[Location labeling records]
** begin **
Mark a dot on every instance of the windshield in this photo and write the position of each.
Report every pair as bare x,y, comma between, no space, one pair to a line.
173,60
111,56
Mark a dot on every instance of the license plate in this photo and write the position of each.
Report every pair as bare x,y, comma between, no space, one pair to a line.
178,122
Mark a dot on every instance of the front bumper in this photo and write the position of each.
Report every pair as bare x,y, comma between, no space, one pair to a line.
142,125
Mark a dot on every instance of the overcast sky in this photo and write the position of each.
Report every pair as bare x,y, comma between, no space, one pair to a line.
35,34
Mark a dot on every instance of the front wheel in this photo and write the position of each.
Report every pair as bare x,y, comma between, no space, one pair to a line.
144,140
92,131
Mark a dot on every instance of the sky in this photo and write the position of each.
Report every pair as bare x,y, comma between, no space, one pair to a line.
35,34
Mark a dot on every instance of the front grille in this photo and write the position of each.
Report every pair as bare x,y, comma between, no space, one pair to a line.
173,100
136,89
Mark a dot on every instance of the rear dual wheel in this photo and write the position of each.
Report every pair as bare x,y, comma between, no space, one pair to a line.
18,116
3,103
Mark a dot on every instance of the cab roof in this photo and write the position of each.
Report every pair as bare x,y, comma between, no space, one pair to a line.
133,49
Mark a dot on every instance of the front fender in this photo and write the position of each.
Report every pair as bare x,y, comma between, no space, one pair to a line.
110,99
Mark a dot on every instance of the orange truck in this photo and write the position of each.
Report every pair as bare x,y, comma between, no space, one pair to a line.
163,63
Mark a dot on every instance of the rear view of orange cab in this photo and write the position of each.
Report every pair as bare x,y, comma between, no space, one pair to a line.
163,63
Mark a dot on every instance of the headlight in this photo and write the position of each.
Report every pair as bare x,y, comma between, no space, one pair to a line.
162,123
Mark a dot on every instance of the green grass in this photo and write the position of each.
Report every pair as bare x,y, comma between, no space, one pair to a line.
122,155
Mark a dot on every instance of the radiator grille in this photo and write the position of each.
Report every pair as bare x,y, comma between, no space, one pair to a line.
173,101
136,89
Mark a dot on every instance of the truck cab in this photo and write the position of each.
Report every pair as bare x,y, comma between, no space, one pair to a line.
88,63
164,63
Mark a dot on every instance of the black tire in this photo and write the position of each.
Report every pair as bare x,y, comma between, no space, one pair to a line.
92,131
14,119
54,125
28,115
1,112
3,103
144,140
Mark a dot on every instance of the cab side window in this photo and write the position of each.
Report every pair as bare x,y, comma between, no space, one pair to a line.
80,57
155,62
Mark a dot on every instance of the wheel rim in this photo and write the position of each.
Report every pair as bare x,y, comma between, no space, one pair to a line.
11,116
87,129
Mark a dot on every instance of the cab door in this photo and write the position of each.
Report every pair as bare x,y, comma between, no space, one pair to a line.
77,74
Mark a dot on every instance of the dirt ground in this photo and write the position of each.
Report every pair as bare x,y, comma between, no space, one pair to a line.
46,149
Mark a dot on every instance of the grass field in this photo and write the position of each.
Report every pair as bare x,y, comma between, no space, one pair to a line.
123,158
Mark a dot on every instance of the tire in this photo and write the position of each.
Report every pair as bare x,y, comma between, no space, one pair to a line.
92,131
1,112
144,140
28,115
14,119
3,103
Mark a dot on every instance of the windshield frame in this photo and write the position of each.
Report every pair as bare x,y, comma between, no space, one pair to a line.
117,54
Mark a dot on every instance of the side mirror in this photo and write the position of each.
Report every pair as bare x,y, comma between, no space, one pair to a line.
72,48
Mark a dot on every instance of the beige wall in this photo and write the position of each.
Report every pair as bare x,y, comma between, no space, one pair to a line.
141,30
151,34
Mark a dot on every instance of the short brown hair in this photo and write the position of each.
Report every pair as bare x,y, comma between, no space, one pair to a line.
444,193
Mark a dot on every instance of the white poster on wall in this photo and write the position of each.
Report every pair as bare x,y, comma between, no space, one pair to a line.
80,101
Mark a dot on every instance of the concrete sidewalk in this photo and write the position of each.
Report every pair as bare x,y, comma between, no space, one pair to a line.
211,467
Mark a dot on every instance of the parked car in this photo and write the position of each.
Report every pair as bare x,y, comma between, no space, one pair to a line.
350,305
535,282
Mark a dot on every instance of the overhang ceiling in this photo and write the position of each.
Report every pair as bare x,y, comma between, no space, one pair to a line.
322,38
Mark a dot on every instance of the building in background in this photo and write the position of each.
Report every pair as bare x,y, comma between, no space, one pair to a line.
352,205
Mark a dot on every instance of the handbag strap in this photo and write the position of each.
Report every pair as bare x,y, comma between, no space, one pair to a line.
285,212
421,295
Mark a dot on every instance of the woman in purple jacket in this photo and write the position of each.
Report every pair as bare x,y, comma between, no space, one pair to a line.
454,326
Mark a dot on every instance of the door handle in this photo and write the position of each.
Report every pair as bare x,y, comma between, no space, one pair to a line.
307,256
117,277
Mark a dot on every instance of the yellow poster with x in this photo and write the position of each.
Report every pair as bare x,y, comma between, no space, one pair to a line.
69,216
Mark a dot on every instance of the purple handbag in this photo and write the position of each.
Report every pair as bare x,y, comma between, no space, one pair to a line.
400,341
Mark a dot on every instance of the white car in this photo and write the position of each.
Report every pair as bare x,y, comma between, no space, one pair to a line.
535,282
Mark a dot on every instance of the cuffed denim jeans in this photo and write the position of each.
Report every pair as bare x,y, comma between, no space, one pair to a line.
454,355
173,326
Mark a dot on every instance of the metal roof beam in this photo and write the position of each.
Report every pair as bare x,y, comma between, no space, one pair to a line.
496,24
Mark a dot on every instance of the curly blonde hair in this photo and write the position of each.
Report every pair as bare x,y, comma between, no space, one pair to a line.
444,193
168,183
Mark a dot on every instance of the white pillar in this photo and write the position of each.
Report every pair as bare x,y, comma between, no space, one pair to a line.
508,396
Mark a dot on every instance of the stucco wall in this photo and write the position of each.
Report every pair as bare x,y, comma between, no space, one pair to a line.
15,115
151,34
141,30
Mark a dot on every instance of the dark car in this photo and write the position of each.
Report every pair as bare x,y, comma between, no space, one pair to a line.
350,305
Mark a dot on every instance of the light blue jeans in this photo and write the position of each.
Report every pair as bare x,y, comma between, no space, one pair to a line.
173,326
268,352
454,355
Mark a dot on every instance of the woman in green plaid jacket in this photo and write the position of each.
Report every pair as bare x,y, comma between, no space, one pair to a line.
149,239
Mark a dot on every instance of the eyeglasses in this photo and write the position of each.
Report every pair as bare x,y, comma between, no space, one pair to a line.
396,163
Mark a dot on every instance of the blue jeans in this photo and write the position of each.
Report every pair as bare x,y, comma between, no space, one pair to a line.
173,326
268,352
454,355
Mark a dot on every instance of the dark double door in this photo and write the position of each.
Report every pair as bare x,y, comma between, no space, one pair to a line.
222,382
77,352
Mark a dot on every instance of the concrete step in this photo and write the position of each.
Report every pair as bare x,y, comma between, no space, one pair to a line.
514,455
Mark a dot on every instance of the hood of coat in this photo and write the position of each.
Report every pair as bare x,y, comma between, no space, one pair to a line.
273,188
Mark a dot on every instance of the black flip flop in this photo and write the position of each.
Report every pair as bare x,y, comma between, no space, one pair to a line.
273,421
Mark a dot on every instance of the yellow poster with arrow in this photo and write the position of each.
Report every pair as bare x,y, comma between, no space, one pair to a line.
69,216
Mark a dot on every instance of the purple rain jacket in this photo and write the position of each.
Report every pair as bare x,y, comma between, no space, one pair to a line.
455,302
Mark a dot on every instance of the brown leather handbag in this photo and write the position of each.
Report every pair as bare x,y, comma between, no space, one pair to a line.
** end **
### Goal
Copy all of the lines above word for word, in the same order.

### Full answer
Mark a dot on every instance of the windshield in this photo and write the position of each.
Report every pair as bare x,y, comma between, no space, one pair to a line.
173,60
111,56
Mark a dot on every instance of the license plate in this photo and write the position of each.
Report every pair as bare x,y, comma between, no space, one pair to a line.
178,122
Mark a dot on every instance of the front bumper in this photo and write the position of each.
Report every pair as bare x,y, comma between, no space, one pair to a line.
142,125
Mark a dot on every instance of the overcast sky in this photo and write the position of each.
Report every pair as bare x,y, comma between, no space, one pair to a line.
35,34
Mark a dot on every instance of the front wheel in this photo and write the position of each.
Report every pair as bare x,y, comma between, no space, one pair to a line.
144,140
92,131
Mark a dot on every instance of the sky in this photo and write the position of each.
Report every pair as bare x,y, comma between, no space, one pair to a line.
35,34
Mark a dot on every instance of the front grille in this photo and write the position of each.
Report every pair as bare x,y, comma between, no space, one pair to a line.
173,100
136,89
Mark a dot on every instance of the rear dual wheel in this photo and write the position of each.
Report every pair as bare x,y, comma between, no space, one pair to a line.
18,116
3,103
Mark a dot on every instance of the cab roof in this photo and write the position of each.
Report every pair as bare x,y, comma between, no space, one pair to a line.
133,49
Mark a dot on every instance of the front fender in this photo and write the position of each.
Report every pair as bare x,y, comma between, no space, one pair to a line.
110,99
Mark a dot on every instance of the orange truck in this photo and write the position of each.
Report every pair as bare x,y, comma between, no space, one pair to a line.
163,63
Mark a dot on every instance of the rear view of orange cab in this photo and write the position of each.
Report every pair as bare x,y, comma between, no space, one pair to a line.
163,63
Mark a dot on every instance of the headlight in this photo and write the position of each.
Report every pair as bare x,y, comma between, no space, one pair to a line.
162,123
Mark a dot on every instance of the green grass in this photo and write the position of each.
Report every pair as bare x,y, comma between, no space, one pair to a line.
122,155
Mark a dot on every instance of the radiator grille in this photo and write the position of each.
Report every pair as bare x,y, comma between, no space, one pair to a line.
173,101
136,89
Mark a dot on every instance of the truck cab in this photo and write the position of each.
Report every pair as bare x,y, comma between, no space, one pair to a line.
88,63
164,63
Mark a dot on every instance of the black tire in this photo and write the position of each.
Report every pair as bare x,y, comma between, no space, one pair to a line.
92,131
14,119
54,125
28,115
1,112
3,103
144,140
Mark a dot on every instance of the cab side window in this photo and write the position of each.
Report every pair as bare x,y, comma between, no space, one pair to a line.
80,57
155,62
Mark a dot on every instance of the wheel rim in this photo and write the position of each.
Report every pair as bare x,y, comma between, no space, one pair to a line.
11,116
87,129
Mark a dot on every instance of the cab door in this photo and write the position of each.
Report every pair as bare x,y, comma between, no space, one pair to a line.
77,74
Mark a dot on every instance of the dirt ground in this photo and write the position of each.
Report every pair as bare x,y, comma between, no space, one pair to a line.
46,149
Mark a dot on every instance of the grass field in this photo and write the position of each.
Report every pair as bare x,y, comma between, no space, one pair to a line.
123,158
Mark a dot on every instance of the tire in this photo and write the position of each.
Report every pair as bare x,y, comma between, no space, one pair to a line.
92,131
1,112
144,140
28,115
14,119
3,103
Mark a dot on every instance of the windshield frame in this photo and write the position of each.
Report every pair as bare x,y, comma between, no space, one pair to a line.
117,54
Mark a dot on every instance of the side mirror in this photo and write the position of each.
Report every pair as bare x,y, comma between, no space, one pair to a line.
72,48
Mark a dot on every instance of the beige wall in this photo and write the position of each.
Report every pair as bare x,y, comma between, no space, one pair to a line.
141,30
151,34
Mark a dot on every instance of the short brown hair in this photo and write the position of each.
Report every pair as bare x,y, comma between, no space, one pair to a line.
444,193
Mark a dot on every instance of the white poster on wall in this photo and write the position of each.
Report every pair as bare x,y, comma between, no space, one pair to a line.
80,101
Mark a dot on every instance of the concrete sidewalk in this photo and write the position of each.
Report every pair as bare x,y, comma between, no space, one pair to a line.
211,467
Mark a dot on every instance of the parked car in this photo and write the position of each.
Report every pair as bare x,y, comma between, no space, one pair to a line.
350,305
535,282
Mark a dot on every instance of the overhang ceiling in this photo and write the position of each.
Report every pair as bare x,y, comma between, no space, one pair to a line.
322,38
Mark a dot on every instance of the building in background in this photo and write the position of each.
Report every pair as bare x,y, comma between, no space, one pair to a line.
352,205
Mark a dot on every instance of the handbag strap in this photo and write the position of each.
Report every pair as bare x,y, comma between, no space, one pair to a line.
285,212
421,295
Mark a dot on every instance of the woman in purple jacket in this photo and write the position of each.
Report every pair as bare x,y, comma between, no space, one pair to a line.
454,326
Mark a dot on every instance of the door handle in this photo and write the position of each.
Report every pair as bare x,y, comma between, no space, one pair to a line.
307,256
117,277
Mark a dot on every instance of the yellow poster with x in this photo and write the position of each.
Report every pair as bare x,y, comma between, no space, one pair to a line.
69,216
Mark a dot on every instance of the purple handbag in this photo and write the position of each.
Report every pair as bare x,y, comma between, no space, one pair to a line.
400,341
Mark a dot on every instance of the white car in this photo and write the position of each.
Report every pair as bare x,y, comma between, no space, one pair to a line.
535,282
Mark a dot on every instance of the cuffed denim jeans in this photo and write the position of each.
Report every pair as bare x,y, comma between, no space, one pair to a line.
454,355
173,326
Mark a dot on every instance of the metal roof beam in this photo and write the position of each.
Report every pair as bare x,y, comma between, no space, one pair to a line.
496,24
Mark a dot on every instance of the curly blonde hair in this photo and write the position of each.
Report every pair as bare x,y, comma between, no space, one pair to a line.
444,193
168,183
Mark a dot on every instance of the white pillar in this photo and write the position of each.
Report every pair as bare x,y, comma between, no space, one pair to a line.
508,396
Mark a dot on every instance of the stucco wall in this photo and write the position of each.
Report every pair as bare x,y, comma between, no space, one pair to a line.
15,115
151,34
141,30
Mark a dot on every instance of the dark car in this photo and write the position of each.
Report every pair as bare x,y, comma between, no space, one pair to a line.
350,305
Mark a dot on every instance of the light blue jeans in this photo and write the position of each.
Report every pair as bare x,y, comma between, no space, one pair to a line.
173,326
268,352
454,355
Mark a dot on every instance of the woman in green plaid jacket in this photo and write the position of each.
Report every pair as bare x,y, comma between, no space, one pair to a line.
149,239
Mark a dot on every instance of the eyeglasses in this photo and write the position of each.
Report every pair as bare x,y, comma between, no space, one pair to a line.
396,163
Mark a dot on every instance of the blue jeans in this photo and write the position of each.
Report every pair as bare x,y, comma between, no space, one pair to a line.
173,326
268,352
454,355
Mark a dot on every instance of the dark double door in this photo and write the position of each.
Report every pair as bare x,y, comma between, no space, one pair to a line.
222,382
77,352
Mark a dot on every instance of the concrete step in this photo and write the position of each.
Report every pair as bare x,y, comma between, no space, one pair to a line.
514,455
Mark a dot on every instance of the hood of coat in this photo and write the position of each.
Report every pair as bare x,y, comma between, no space, one pair to a line.
273,188
Mark a dot on every instance of the black flip flop in this photo and write the position of each.
Report every pair as bare x,y, comma between, no space, one pair to a line.
273,421
Mark a dot on every instance of the yellow poster with arrow in this photo and write the position of each.
Report every pair as bare x,y, comma between, no space, one pair to a line.
69,216
Mark a dot on every instance of the purple rain jacket in this photo and write the position of each.
Report every pair as bare x,y, comma between, no space, one pair to a line.
455,302
Mark a dot on every instance of the brown leather handbag in this photo and write the position of each.
Report every pair as bare x,y, comma between, no space, one pair to a line.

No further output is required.